TRECHO DO DOCUMENTO »
30/04/25

A cidade sitiada (1949), de Clarice Lispector

 

Publicado em 1949, é o terceiro livro de Clarice Lispector, este romance em 12 capítulos marca o amadurecimento de sua poética existencial, experimentando estruturas mais densas de linguagem e introspecção.

São Geraldo não é apenas cenário, mas uma personagem em si, que impõe suas formas e forças sobre a protagonista Lucrécia, figura feminina que, como tantas clariceanas, vive no limiar entre ser e estar, entre o desejo e a resignação.

Lucrécia Neves é uma mulher que vive uma existência aparentemente simples e rotineira. Mas que a move é menos cotidiano do que uma espécie de inquietação silenciosa, um desejo de sentido que nunca se realiza completamente. Vagueia São Geraldo e outras cidades, mas acaba, sendo por si mesma, sitiada, sitiada pela vida, pelas expectativas que lhe foram ou ela mesma que se impôs.

 São Geraldo é uma cidade que está em processo de expansão, e vai transformando ao longo da narrativa, essa mudança material se reflete no interior de Lucrécia. Esse paralelismo entre urbano e íntimo é uma marca da prosa de Clarice Lispector.

Indiretamente, vejo alguns resíduos de Woolf, misturado ao fluxo de consciência, mas Lispector vai além, criando uma linguagem própria, que flerta com o abismo. Não adianta chegar ao texto e querer dominá-lo, o texto clariceano exige um leitor sensível, que não busque lógica.

TAREFAS A REALIZAR »
A - Segundo o trecho sobre A cidade sitiada, por que São Geraldo é mais do que um simples cenário no romance? Responda em uma a três frases.
B - Transcreva do trecho sobre A cidade sitiada tudo o que vai de "Publicado em 1949, é" até "linguagem e introspecção.".

ENTRADAS DE DADOS »
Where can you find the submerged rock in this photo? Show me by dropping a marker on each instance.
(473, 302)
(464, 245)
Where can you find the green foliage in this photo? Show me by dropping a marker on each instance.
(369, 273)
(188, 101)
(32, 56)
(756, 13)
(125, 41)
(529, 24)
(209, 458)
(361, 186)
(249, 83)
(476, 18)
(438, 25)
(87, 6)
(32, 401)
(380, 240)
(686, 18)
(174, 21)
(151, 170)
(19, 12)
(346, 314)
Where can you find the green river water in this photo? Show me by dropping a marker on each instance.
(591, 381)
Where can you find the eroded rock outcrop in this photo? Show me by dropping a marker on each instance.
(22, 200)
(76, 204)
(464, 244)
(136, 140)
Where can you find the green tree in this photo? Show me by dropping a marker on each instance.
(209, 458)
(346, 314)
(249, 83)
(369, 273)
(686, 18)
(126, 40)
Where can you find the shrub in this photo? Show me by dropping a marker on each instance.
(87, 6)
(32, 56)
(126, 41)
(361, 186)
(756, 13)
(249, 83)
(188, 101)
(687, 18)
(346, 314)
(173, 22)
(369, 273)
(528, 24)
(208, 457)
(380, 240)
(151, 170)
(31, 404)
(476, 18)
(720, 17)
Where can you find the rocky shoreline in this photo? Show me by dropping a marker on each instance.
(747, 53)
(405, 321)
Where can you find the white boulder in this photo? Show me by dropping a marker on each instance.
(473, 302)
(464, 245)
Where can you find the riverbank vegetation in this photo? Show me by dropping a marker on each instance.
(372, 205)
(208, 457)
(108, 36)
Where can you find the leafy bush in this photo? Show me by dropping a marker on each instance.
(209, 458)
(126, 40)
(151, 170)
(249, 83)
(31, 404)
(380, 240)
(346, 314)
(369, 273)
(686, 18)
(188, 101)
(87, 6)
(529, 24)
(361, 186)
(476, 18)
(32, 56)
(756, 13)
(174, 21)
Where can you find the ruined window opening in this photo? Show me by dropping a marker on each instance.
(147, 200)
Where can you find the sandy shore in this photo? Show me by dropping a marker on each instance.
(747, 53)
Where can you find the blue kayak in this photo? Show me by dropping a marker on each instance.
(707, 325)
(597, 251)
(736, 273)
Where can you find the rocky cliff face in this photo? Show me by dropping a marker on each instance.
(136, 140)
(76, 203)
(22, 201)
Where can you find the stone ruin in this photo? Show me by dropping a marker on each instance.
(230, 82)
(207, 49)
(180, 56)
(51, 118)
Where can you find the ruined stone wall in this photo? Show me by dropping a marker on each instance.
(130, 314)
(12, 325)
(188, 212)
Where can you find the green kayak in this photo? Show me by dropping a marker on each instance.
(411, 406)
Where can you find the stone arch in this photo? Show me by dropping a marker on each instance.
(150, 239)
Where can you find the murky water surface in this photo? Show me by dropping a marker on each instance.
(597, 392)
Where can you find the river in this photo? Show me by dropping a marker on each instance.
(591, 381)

RESULTADOS DO EXERCÍCIO »
A - São Geraldo é uma personagem em si, porque impõe suas formas e forças sobre a protagonista Lucrécia. Além disso, a cidade se expande e se transforma ao longo da narrativa, e essa mudança material se reflete no interior de Lucrécia.

B -
Publicado em 1949, é o terceiro livro de Clarice Lispector, este romance em 12 capítulos marca o amadurecimento de sua poética existencial, experimentando estruturas mais densas de linguagem e introspecção.